# Start of Extracted records
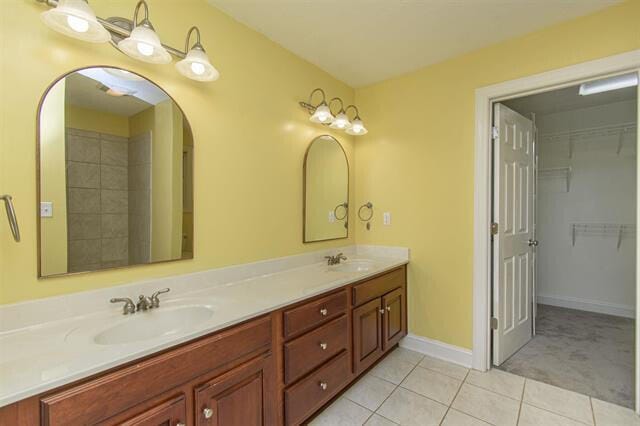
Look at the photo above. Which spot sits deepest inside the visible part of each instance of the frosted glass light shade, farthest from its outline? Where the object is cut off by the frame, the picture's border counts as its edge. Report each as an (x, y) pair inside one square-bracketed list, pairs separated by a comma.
[(144, 44), (322, 115), (357, 128), (196, 66), (341, 122), (75, 18)]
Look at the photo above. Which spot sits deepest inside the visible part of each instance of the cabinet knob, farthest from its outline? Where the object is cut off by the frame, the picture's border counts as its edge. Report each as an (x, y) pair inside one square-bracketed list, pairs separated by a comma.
[(208, 413)]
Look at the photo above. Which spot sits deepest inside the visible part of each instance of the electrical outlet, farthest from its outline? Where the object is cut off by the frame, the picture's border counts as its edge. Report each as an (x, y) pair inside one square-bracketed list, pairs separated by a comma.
[(386, 218), (46, 209)]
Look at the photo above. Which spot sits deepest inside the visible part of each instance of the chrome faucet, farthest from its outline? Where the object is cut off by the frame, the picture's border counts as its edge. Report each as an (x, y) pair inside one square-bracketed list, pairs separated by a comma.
[(335, 260), (144, 303), (128, 308)]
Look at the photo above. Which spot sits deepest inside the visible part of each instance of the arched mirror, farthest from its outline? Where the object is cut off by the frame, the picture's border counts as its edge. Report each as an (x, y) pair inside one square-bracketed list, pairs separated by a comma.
[(115, 188), (326, 191)]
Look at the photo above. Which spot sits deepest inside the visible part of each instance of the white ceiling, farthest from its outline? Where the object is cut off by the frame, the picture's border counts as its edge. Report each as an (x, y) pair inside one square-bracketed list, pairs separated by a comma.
[(365, 41), (567, 99)]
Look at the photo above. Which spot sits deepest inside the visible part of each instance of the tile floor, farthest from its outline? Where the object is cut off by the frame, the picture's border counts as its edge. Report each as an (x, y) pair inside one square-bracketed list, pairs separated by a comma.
[(407, 388)]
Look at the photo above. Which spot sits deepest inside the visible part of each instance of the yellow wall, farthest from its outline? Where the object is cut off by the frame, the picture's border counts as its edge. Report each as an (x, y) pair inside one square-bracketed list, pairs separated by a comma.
[(249, 134), (417, 160), (97, 121), (327, 185), (54, 185)]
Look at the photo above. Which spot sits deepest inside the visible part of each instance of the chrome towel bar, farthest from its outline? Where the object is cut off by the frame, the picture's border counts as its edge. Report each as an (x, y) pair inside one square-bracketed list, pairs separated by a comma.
[(11, 216)]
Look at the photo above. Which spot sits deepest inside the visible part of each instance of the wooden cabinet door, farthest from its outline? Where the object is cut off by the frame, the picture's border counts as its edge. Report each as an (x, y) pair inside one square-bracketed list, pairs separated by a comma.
[(169, 413), (233, 399), (394, 322), (367, 338)]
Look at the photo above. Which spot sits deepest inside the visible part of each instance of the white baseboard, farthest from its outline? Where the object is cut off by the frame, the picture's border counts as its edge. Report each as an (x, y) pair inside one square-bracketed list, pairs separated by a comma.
[(626, 311), (437, 349)]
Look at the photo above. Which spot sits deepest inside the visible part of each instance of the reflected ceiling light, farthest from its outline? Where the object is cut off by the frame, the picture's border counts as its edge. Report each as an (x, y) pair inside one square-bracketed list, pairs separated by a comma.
[(321, 113), (75, 18), (341, 122), (196, 65), (357, 126), (143, 43), (608, 84)]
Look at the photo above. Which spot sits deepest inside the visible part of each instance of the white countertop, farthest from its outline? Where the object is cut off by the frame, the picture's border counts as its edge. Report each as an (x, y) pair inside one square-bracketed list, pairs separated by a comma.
[(55, 351)]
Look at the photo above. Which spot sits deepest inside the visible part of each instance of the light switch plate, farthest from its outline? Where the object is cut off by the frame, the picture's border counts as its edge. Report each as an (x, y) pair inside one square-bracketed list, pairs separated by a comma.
[(46, 209), (386, 218)]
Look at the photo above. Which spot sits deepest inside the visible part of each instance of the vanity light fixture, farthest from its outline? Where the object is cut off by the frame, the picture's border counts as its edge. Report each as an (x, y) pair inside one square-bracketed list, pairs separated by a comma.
[(196, 65), (143, 43), (137, 39), (321, 113), (76, 19)]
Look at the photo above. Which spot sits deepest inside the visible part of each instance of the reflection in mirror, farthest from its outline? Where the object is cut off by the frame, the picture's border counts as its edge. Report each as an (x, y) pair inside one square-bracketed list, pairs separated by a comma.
[(326, 191), (115, 157)]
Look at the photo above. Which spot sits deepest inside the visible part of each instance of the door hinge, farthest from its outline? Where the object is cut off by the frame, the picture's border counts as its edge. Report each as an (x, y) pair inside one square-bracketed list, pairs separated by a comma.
[(494, 323)]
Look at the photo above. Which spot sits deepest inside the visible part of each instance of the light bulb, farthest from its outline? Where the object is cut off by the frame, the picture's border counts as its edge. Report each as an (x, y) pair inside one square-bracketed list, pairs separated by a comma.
[(145, 49), (197, 68), (78, 25)]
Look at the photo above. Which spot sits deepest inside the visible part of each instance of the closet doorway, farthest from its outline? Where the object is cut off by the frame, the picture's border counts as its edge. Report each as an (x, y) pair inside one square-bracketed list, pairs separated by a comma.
[(564, 245)]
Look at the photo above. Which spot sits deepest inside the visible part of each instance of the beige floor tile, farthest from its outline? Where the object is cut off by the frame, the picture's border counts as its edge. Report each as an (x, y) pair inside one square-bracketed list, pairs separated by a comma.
[(407, 408), (432, 385), (497, 381), (377, 420), (485, 405), (608, 414), (392, 370), (566, 403), (457, 418), (533, 416), (406, 355), (370, 391), (342, 413), (444, 367)]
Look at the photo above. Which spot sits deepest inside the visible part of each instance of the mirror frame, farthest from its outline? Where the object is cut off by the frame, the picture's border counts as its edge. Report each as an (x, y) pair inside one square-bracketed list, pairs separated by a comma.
[(304, 191), (38, 189)]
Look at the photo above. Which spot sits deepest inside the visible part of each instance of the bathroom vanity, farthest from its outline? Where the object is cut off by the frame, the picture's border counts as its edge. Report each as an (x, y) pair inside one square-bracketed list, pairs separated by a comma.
[(279, 367)]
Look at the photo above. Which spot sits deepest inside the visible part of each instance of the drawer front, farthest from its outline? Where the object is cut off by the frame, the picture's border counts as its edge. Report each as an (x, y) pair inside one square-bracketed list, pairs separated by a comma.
[(378, 286), (105, 396), (312, 314), (312, 349), (308, 395)]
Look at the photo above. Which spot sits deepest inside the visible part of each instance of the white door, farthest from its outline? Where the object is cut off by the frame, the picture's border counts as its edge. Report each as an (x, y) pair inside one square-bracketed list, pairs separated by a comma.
[(513, 210)]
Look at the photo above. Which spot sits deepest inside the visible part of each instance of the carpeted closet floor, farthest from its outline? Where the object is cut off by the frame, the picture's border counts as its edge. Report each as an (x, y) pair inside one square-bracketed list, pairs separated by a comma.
[(580, 351)]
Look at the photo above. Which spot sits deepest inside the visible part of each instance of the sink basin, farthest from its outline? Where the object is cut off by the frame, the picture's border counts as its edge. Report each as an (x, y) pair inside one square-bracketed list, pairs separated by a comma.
[(355, 265), (154, 323)]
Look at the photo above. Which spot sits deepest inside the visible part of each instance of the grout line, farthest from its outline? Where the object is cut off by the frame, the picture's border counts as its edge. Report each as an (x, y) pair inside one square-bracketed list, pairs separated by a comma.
[(454, 398)]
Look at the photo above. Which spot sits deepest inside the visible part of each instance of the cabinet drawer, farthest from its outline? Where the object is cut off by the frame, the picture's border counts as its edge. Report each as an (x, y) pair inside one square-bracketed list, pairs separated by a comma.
[(103, 397), (378, 286), (312, 314), (306, 396), (312, 349)]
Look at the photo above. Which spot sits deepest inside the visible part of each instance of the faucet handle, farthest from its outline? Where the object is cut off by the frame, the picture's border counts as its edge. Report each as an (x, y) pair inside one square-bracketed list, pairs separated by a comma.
[(128, 308), (155, 301)]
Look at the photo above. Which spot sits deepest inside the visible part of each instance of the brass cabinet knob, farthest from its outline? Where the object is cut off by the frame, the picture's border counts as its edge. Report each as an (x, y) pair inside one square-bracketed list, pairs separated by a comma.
[(208, 413)]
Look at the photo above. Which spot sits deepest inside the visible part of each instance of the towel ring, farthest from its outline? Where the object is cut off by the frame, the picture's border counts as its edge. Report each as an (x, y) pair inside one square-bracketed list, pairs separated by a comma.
[(346, 211), (369, 206)]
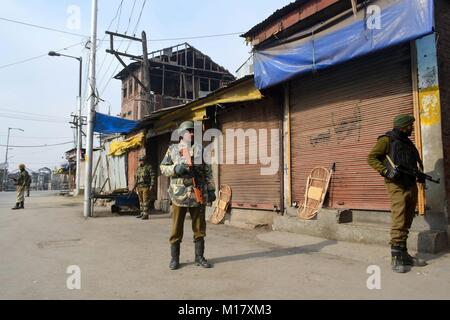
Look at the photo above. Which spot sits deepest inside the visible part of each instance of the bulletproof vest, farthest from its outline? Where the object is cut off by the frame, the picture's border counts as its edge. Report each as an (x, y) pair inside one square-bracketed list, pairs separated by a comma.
[(404, 154)]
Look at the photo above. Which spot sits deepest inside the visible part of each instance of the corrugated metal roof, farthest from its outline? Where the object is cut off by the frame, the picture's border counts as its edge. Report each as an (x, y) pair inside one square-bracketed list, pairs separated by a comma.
[(275, 16)]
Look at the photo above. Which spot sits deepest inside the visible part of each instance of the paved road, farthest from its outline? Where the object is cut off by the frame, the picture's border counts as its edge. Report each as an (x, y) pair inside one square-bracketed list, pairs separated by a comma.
[(126, 258)]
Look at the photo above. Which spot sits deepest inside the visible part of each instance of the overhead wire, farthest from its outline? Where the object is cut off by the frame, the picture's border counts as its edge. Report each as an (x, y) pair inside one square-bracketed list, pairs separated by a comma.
[(39, 56), (38, 146), (104, 77), (129, 44)]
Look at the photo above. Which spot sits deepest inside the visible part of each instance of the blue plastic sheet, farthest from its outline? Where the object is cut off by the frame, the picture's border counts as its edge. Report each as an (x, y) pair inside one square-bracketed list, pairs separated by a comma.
[(111, 125), (400, 21)]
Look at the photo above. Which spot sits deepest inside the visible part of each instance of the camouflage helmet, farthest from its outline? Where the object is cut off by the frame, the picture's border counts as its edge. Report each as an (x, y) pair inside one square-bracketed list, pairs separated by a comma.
[(187, 125)]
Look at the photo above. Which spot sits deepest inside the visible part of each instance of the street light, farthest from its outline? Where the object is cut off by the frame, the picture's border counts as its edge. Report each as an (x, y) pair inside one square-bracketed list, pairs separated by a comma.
[(80, 59), (5, 178)]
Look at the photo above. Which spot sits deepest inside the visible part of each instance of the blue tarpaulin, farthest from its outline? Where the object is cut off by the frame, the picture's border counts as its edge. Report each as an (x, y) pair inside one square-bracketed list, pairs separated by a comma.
[(383, 24), (110, 125)]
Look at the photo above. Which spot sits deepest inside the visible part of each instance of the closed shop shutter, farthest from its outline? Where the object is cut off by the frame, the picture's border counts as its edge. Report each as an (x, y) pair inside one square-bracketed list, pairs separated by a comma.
[(337, 116), (163, 143), (133, 162), (251, 190)]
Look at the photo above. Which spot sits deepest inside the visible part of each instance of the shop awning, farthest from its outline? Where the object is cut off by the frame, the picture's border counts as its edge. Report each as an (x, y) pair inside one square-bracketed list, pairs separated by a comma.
[(118, 148), (111, 125), (239, 91), (383, 24)]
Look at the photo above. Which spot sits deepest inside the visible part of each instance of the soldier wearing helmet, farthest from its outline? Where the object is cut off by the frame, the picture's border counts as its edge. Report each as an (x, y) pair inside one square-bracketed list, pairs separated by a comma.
[(145, 182), (191, 187), (21, 184)]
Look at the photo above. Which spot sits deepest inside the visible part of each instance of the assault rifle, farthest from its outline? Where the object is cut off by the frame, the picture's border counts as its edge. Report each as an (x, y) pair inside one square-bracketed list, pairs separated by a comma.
[(414, 172), (197, 191)]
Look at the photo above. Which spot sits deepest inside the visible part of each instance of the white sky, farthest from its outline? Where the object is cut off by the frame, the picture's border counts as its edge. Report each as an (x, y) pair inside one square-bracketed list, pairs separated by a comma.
[(45, 89)]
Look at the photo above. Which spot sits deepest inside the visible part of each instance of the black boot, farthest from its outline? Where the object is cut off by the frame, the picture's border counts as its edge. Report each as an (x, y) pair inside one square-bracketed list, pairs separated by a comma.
[(398, 263), (175, 253), (412, 261), (199, 251)]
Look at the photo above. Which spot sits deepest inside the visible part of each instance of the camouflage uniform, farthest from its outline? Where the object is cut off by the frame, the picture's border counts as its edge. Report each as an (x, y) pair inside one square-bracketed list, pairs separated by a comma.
[(21, 184), (181, 189), (181, 192), (145, 181)]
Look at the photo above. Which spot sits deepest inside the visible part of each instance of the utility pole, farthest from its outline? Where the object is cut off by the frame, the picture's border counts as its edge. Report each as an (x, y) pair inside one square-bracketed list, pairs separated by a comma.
[(145, 83), (150, 109), (5, 180), (78, 121), (91, 114), (79, 137)]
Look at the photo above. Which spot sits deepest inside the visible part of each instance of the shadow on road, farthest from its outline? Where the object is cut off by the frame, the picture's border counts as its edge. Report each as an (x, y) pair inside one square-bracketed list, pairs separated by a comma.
[(276, 253)]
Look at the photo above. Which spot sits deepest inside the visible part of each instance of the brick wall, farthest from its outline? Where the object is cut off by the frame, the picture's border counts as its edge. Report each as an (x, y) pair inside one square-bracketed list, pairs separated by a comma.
[(443, 30)]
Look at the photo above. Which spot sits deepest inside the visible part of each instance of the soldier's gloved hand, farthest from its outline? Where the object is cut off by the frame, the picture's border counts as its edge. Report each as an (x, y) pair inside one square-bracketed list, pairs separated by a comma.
[(211, 196), (390, 173), (181, 169), (421, 179)]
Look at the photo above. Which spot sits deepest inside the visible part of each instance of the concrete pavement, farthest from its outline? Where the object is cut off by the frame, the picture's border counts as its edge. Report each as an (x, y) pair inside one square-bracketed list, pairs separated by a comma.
[(125, 258)]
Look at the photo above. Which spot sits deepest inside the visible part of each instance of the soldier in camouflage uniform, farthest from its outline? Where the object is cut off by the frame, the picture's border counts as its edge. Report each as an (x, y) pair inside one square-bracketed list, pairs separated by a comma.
[(402, 188), (145, 181), (21, 185), (181, 192)]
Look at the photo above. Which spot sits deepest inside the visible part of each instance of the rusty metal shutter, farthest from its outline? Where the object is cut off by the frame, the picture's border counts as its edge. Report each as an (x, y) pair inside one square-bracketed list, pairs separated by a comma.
[(337, 116), (251, 190)]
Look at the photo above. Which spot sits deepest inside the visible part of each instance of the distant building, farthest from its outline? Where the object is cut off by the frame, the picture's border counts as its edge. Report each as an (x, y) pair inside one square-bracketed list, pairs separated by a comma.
[(178, 75)]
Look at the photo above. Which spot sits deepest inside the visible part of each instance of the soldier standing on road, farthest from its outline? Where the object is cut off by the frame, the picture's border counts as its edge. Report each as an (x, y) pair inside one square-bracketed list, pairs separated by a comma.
[(28, 185), (402, 188), (182, 192), (145, 181), (21, 184)]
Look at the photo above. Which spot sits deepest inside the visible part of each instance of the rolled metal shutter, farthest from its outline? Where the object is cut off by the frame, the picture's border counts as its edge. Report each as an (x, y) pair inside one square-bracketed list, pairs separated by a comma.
[(337, 116), (163, 143), (251, 190)]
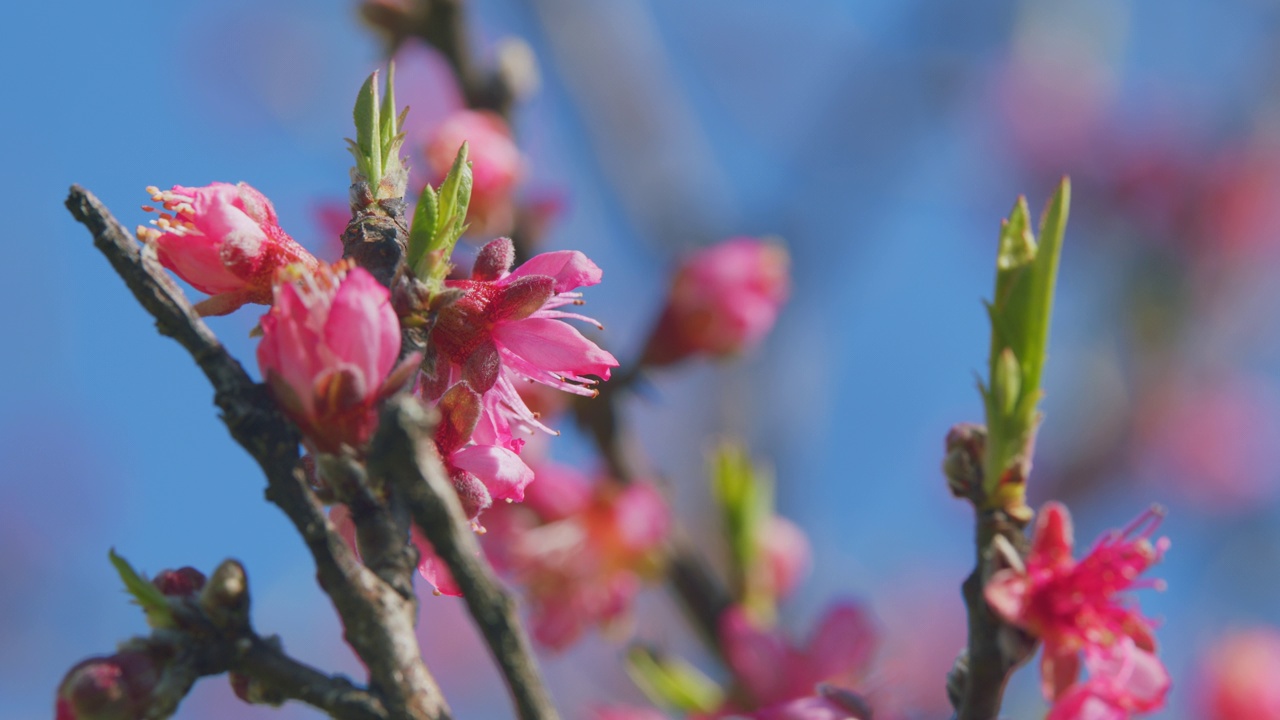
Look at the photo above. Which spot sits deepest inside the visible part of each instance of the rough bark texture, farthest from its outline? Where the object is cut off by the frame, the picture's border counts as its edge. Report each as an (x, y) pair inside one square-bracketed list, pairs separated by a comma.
[(403, 456), (378, 618)]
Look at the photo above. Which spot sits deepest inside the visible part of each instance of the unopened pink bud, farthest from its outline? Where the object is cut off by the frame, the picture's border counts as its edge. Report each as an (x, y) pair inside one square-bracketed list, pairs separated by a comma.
[(117, 687), (329, 345), (725, 299), (224, 240), (183, 582)]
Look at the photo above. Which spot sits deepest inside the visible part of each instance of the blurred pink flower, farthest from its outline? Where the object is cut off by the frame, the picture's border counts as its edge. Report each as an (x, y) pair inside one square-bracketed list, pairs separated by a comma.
[(1070, 605), (1212, 441), (508, 328), (224, 240), (1123, 680), (772, 670), (826, 703), (723, 300), (580, 550), (496, 165), (1238, 677), (328, 349), (118, 686), (786, 555)]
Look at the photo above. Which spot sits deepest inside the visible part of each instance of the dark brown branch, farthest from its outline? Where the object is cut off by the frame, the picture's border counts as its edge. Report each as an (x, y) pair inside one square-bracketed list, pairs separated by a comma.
[(378, 620), (403, 455), (996, 648), (443, 24)]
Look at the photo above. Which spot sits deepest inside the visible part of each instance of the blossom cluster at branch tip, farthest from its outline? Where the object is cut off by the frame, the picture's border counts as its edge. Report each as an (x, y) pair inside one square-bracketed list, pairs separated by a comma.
[(1075, 609), (507, 329), (329, 345), (224, 240), (723, 300)]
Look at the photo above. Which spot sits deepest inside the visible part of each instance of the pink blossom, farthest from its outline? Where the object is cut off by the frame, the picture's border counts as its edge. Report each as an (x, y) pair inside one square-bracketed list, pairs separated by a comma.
[(496, 165), (224, 240), (1124, 679), (786, 555), (480, 473), (580, 550), (508, 328), (723, 300), (1238, 677), (118, 686), (1074, 606), (772, 670), (329, 345), (827, 703)]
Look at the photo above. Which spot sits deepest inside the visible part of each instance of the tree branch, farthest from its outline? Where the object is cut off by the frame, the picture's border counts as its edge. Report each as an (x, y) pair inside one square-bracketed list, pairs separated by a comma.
[(378, 620), (403, 455)]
# End of Extracted records
**Task statement**: Copy exactly the lines above, from the one containing "of the blurred" through the very last line.

**Worked answer**:
Look at the photo above. Which spot sits deepest inside the visible part of each instance of the blurred pink flower, farthest from its outline? Where the object is cut off by the frame, the picture's border counts as its edge. Report each as an (x, y) pair inside one square-bracketed list, pairs separated by a comma.
[(1070, 605), (1212, 441), (508, 328), (224, 240), (1123, 680), (772, 670), (826, 703), (723, 300), (580, 550), (496, 165), (1238, 677), (328, 349), (118, 686), (786, 555)]
Look at the photo above. Which spot sits deepest inside the visible part of each instance of the dark brown branch, farthest from its outline? Where the object is cut off by the frame, the picture's border counts as its edge. Report each as an (x, y) pair inside one square-bracketed list, pairs separated by a comma.
[(378, 620), (403, 455), (996, 648), (443, 24)]
Look at the photo above. Which spot sits deepest inside the visible part of each instance of the blossom cluster at branch tip, farthest from its outline? Where the object is cut off by the frame, the picture's border counts as its edge. Report each as an (x, y) pair inside one square-bracketed list, pairs separated by a comma.
[(1075, 609), (507, 329), (329, 345), (224, 240), (723, 300)]
Look at the photo above. Which spot sits deepest inside the visible part of each instance of the pink blossom, farthest from its outline? Where the object is cut off by the frame, the picture's border counts as its edge. Report each as an (x, y) pair inside one square-bracketed list, pairs separated by a comma.
[(496, 165), (224, 240), (1124, 679), (786, 555), (480, 473), (580, 550), (508, 328), (723, 300), (1238, 677), (118, 686), (1074, 606), (772, 670), (329, 345), (827, 703)]
Look at the photo above. Which spot sits deepest inside the visible part of each instance of the tree branch, farthest from its outline? Where the object is cut off by the frame, the picture's border counts as its edge. Report each as an (x, y) pair inside one square-bracketed list, pairs separated by a comma.
[(378, 620), (403, 455)]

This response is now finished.